Japanese firm’s latest product faces tough competition from a fierce NOAC market

Daiichi Sankyo 

Daiichi Sankyo's Lixiana has become the fourth novel oral anticoagulant (NOAC) to be granted approval in the EU.

The European Commission has given the green light for Lixiana (edoxaban) to be used to prevent stroke and systemic embolism in adult patients with non-valvular atrial fibrillation (AF) with one or more risk factors, such as congestive heart failure or hypertension, and also to treat and prevent deep vein thrombosis (DVT) and pulmonary embolism (PE).

The once-daily Factor Xa-inhibitor - also sold as Savaysa in some markets - has already been approved in the US, Japan and Switzerland.

It is competing in the NOAC category against two other drugs in that class - Pfizer's Eliquis (apixaban) and Bayer/Johnson & Johnson's Xarelto (rivaroxaban) - as well as Boehringer Ingelheim's thrombin inhibitor Pradaxa (dabigatran).

__DATASET CONTENT__.
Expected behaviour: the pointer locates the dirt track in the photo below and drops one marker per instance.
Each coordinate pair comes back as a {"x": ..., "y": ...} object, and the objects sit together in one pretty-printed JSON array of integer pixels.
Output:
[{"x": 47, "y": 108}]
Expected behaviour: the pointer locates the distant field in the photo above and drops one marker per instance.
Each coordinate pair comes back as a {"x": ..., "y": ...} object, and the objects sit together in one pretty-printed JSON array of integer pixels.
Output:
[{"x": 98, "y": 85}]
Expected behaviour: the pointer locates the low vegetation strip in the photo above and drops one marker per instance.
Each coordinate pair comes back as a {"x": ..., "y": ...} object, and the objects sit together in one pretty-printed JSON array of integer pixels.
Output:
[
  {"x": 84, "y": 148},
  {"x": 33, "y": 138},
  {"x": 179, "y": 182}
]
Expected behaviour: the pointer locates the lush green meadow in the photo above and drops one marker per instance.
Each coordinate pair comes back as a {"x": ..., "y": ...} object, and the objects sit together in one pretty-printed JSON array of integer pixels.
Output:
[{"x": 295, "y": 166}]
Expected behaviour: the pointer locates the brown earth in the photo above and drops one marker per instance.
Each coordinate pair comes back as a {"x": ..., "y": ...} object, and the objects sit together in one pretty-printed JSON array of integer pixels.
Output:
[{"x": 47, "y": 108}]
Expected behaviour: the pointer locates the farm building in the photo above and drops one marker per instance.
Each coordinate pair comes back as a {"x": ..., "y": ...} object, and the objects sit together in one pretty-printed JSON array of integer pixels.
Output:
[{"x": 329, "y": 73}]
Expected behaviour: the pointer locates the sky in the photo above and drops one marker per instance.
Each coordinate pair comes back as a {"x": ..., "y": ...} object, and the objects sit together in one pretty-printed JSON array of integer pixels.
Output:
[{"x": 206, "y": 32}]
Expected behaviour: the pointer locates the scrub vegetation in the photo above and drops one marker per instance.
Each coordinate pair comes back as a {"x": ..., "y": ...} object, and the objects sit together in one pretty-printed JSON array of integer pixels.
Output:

__TASK 1__.
Answer these from the article on Lixiana's EU approval:
(a) Which body gave Lixiana the green light in the EU?
(b) Under what other name is Lixiana sold in some markets?
(c) Which company makes Pradaxa?
__TASK 2__. Name every pharmaceutical company mentioned in the article on Lixiana's EU approval.
__TASK 3__. Write the next part of the article on Lixiana's EU approval, picking up after its final sentence.
The records have no connection to the article on Lixiana's EU approval.

__WRITTEN ANSWER 1__.
(a) The European Commission
(b) Savaysa
(c) Boehringer Ingelheim

__WRITTEN ANSWER 2__.
- Daiichi Sankyo
- Pfizer
- Bayer
- Johnson & Johnson
- Boehringer Ingelheim

__WRITTEN ANSWER 3__.
All the NOACs are seeing their use increase as they replace older anticoagulants such as warfarin, thanks to data showing they are less prone to cause bleeding side effects as well as less burdensome administration and monitoring requirements.

"AF-related stroke as well as DVT and PE create a significant societal and economic health burden," said Jan van Ruymbeke, the head of Daiichi Sankyo Europe.

"Once-daily Lixiana offers the unique combination of an easy-to-use oral anticoagulant with proven efficacy across a broad range of patients and a better bleeding profile compared to well-managed warfarin," he added.

Pradaxa and Eliquis are given twice-daily, while Xarelto is administered once-daily, and the latter drug is currently leading the NOAC category with Pfizer and Boehringer's drugs in second and third places, respectively.

Daiichi Sankyo hopes that Lixiana's profile will help it put in a good showing in the market, although it has a lot of ground to catch up considering Xarelto chalked up sales of $3.7bn last year.

In contrast, sales of Lixiana reached 3.6bn Yen ($29m) in fiscal 2014 and according to the company's own forecasts will reach around 5bn Yen this year.

The product also hit a snag in the US earlier this year when the FDA approved it with a boxed warning saying it is less effective in patients with whose creatinine clearance - a measure of renal function - was above a threshold level (95mL/min).

These patients have a greater risk of stroke compared with similar patients treated with warfarin, according to the FDA.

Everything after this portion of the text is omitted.